Start to finish, reproduce the records below with nothing missing.

PROVIDED RECORDS:
↓

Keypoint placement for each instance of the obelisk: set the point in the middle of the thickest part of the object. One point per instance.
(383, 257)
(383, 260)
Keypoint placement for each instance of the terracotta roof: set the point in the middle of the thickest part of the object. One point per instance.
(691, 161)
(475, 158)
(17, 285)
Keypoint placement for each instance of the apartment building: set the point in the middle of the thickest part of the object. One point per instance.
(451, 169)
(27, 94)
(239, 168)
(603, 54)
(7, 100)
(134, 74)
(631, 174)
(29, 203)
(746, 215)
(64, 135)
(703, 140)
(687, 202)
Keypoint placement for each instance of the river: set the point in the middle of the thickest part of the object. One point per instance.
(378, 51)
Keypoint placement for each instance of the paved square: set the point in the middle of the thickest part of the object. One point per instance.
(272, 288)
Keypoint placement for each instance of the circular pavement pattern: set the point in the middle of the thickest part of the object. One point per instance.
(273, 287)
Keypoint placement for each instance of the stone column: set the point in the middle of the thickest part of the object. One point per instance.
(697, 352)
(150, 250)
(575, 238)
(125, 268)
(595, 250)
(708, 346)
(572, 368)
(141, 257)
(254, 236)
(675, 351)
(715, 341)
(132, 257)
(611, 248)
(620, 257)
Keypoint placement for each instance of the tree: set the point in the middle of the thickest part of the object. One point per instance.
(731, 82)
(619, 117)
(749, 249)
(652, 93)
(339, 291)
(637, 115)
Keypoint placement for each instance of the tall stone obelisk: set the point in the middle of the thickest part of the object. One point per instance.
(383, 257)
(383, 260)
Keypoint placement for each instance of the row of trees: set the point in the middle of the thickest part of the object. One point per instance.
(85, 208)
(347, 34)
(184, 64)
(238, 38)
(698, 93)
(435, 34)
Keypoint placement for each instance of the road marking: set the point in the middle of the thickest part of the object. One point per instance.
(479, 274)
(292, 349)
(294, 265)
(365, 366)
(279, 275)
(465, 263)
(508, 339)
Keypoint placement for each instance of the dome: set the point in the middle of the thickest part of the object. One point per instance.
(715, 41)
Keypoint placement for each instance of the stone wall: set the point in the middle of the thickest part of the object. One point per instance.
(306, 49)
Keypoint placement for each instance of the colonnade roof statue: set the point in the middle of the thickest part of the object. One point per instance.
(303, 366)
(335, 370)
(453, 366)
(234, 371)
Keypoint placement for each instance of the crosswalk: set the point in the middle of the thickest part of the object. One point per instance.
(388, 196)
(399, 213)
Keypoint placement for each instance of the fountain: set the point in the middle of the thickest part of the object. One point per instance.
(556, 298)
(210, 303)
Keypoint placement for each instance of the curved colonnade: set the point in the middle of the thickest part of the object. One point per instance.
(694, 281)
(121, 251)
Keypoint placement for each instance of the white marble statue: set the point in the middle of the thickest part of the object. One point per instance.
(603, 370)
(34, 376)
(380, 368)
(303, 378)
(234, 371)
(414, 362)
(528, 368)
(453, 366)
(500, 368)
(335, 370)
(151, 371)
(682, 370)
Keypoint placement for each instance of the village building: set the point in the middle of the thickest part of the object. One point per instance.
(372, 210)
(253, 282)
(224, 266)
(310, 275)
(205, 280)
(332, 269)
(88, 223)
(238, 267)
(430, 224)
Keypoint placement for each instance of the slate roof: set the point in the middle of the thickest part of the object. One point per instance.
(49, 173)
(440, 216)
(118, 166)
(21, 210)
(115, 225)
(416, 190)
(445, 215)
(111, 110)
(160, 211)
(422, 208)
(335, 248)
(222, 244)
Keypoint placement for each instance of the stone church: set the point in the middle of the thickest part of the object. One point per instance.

↑

ANSWER SECTION:
Keypoint placement for each instance of the obelisk: set the point in the middle of the thickest part of the object. One point per instance.
(383, 257)
(383, 260)
Keypoint placement for each instance of the terracotta roof: set the point in the middle of the thickest part of the object. One point per instance.
(691, 161)
(475, 158)
(17, 285)
Keypoint placement for each instance of the apartment building: set the point in the middle of the thickest part of the object. One point per instance.
(451, 169)
(27, 94)
(239, 168)
(603, 54)
(7, 100)
(134, 74)
(631, 174)
(29, 203)
(746, 215)
(64, 135)
(703, 140)
(687, 202)
Keypoint placement for each instance of the river: set the point in the middle of the thickest part of the object. One point per instance.
(378, 51)
Keypoint placement for each instance of the paved square: set the point in the middle of the thickest part of the object. One point per instance.
(272, 288)
Keypoint placement for each instance of the circular pavement pattern: set the point in the middle of the thickest part of the object. One point per instance.
(273, 287)
Keypoint placement for each instance of the stone column: set the point in the middle of the thickest part of the object. One point per instance.
(697, 352)
(150, 250)
(575, 238)
(125, 268)
(595, 250)
(708, 346)
(572, 368)
(141, 257)
(254, 236)
(675, 351)
(715, 341)
(132, 257)
(611, 248)
(620, 257)
Keypoint placement for each instance of the tree: set the point in the middle of the thickest part of the object. One point per instance.
(731, 82)
(619, 117)
(749, 249)
(652, 93)
(339, 291)
(637, 115)
Keypoint placement for each instance of the tall stone obelisk: set the point in the middle of the thickest part of the object. One point per instance.
(383, 257)
(383, 260)
Keypoint placement for each instance of the row of trees: set the point in the middle of the thickest part of the object. One point per instance.
(85, 208)
(347, 34)
(184, 64)
(238, 38)
(698, 93)
(435, 34)
Keypoint placement for each instance of the road marking: set the point in the middle of the thickest part of the object. One point per instance.
(479, 274)
(292, 349)
(294, 265)
(365, 366)
(279, 275)
(465, 263)
(508, 339)
Keypoint placement for each instance of the dome: set the point in the middle of the thickest part of the object. One point per instance.
(715, 41)
Keypoint placement for each instance of the stone wall: set the point in the middle of the thickest part of the object. One point per instance.
(306, 49)
Keypoint placement for each instance of the colonnade roof statue: set the point in the middle of the thickest part of the object. One point per instance.
(303, 366)
(335, 370)
(453, 366)
(234, 371)
Keypoint placement for each instance of the crosswalk: set the point in the middle of the thickest part of the object. One point per instance.
(388, 196)
(399, 213)
Keypoint placement for each instance of the fountain: set the point in the middle of the thickest part of the object. One point per instance.
(556, 298)
(210, 303)
Keypoint placement for each instance of the curved colonnade: set the point in the middle of the thickest part of the object. One point per instance.
(694, 281)
(121, 251)
Keypoint placement for each instance of the white marble statue: set the point in the middle of the thickest part of the object. One point per instance.
(603, 370)
(34, 376)
(380, 368)
(303, 378)
(234, 371)
(414, 362)
(528, 368)
(453, 366)
(500, 368)
(335, 370)
(151, 371)
(682, 370)
Keypoint placement for each instance of the village building: set the point in the middle of the thickest part of the object. One point per instance.
(372, 210)
(253, 282)
(224, 266)
(310, 275)
(205, 280)
(332, 269)
(88, 223)
(238, 267)
(430, 224)
Keypoint placement for each instance of the slate roof: set the point in the middle of the thickest part of the object. One point per instance.
(49, 173)
(440, 216)
(118, 166)
(21, 210)
(115, 225)
(416, 190)
(445, 215)
(111, 110)
(160, 211)
(422, 208)
(335, 248)
(222, 244)
Keypoint placement for each instance of the stone church: set the point in the middle of the thickest part of the object. One point per instance.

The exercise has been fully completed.